=== Exercise directions ===
For each statement below, say yes or no to whether it agrees with the passage on Cusin's coaching career, and quote the passage's words that decide it. 1. Cusin led Ittihad Tripoli to the Libyan title in 2009. 2. Cusin won four trophies in twelve months with Al-Ahli. 3. Cusin left the Hebron club because of the military occupation.

=== Passage ===
= = =

Cusin, the holder of a Uefa Pro Licence, is a well-travelled coach who has experienced football on almost every continent. He is not new to African football. At the beginning of the millennium, he worked with the federations of the Republic of Congo and Cameroon to develop coaches and players. Later, he guided Ittihad Tripoli to the Libyan title in 2009.

“In Africa, players have the possibility to play all day long. Football is everywhere here. Street corners, amateur clubs, youth, pros… literally everywhere. As a coach, it’s a privilege to work in this great source of raw and ready talents.”

Countries under construction

He went from Africa to the Middle East, where he helped Inter Milan legend Walter Zenga at Al-Nassr in Saudi Arabia, and Al-Jazira Abu Dhabi and Al-Nasr Dubai in the United Arab Emirates. “In the Middle East, you need to understand the character of each player. Only then you’ll know how to guide him for improvement. The personal connection is the key there,” says Cusin.

Later, he took over Emirati side Fujairah as head coach, and in 2015 got an exciting and unexpected offer from Palestine. He became the coach of Ahli Al-Khaleel, a small club from Hebron, and just as in South Sudan he arrived at a place in the process of building. In the West Bank, aside from the building process, there is an ongoing occupation and military rule in certain parts by the Israeli army. Roadblocks, confrontations between the military and residents, barricades, players being arrested and referees arriving late at games after being delayed on the roads are commonplace. 

But this did not stop Cusin from succeeding with the team. He guided Al-Ahli to their first derby victory (4-0 against Shabab Al-Khaleel) and four trophies in six months. Overall, he made Al-Ahli the best team in Palestine. But while the project in Hebron seemed to reach new heights, Cusin left after board members attempted to intervene in professional decisions. Although Cusin moved on a bit frustrated, the solid foundation he left at the club kept Al-Ahli at the top of the Palestinian game for three years in a row. In recent years Cusin worked in South Africa (a three-month stint as technical director at Black Leopards), Cyprus and Iran, before taking the South Sudanese job.

27 September 2016: From left, Stefano Cusin celebrates with Prince Oniangue after his goal drew Wolves level with Wigan Athletic at 1-1 during a Championship game in Wigan, England. (Photograph by Sam Bagnall – AMA/ Getty Images)

= = =

=== Data ===
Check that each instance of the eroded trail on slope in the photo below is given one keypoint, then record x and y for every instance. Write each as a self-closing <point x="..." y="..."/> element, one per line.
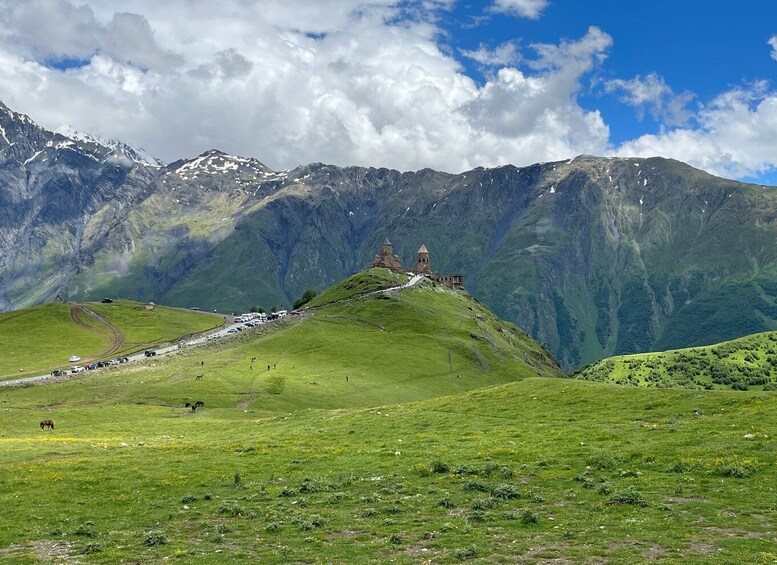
<point x="117" y="339"/>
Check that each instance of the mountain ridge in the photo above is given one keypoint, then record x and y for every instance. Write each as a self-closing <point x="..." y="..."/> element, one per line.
<point x="592" y="256"/>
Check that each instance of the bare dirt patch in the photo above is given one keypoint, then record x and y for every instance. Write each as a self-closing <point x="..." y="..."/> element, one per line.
<point x="47" y="551"/>
<point x="77" y="311"/>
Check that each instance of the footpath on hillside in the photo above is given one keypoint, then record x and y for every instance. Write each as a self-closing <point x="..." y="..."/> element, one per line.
<point x="116" y="337"/>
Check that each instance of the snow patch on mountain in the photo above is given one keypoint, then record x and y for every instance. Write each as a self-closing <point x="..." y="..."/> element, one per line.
<point x="218" y="162"/>
<point x="132" y="152"/>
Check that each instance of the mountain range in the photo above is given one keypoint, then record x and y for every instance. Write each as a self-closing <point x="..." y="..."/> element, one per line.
<point x="592" y="256"/>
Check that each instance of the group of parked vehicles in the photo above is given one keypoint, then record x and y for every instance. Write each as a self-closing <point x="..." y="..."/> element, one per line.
<point x="88" y="366"/>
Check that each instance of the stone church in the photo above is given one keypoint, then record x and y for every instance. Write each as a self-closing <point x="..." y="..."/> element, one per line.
<point x="388" y="260"/>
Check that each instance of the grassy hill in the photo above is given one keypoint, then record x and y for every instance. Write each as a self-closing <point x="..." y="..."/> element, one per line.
<point x="39" y="339"/>
<point x="298" y="464"/>
<point x="536" y="470"/>
<point x="741" y="364"/>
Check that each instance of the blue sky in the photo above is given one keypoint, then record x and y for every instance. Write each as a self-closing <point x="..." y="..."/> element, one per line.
<point x="448" y="84"/>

= = =

=== Worked solution ===
1. Yes: "Later, he guided Ittihad Tripoli to the Libyan title in 2009."
2. No: "four trophies in six months."
3. No: "Cusin left after board members attempted to intervene in professional decisions."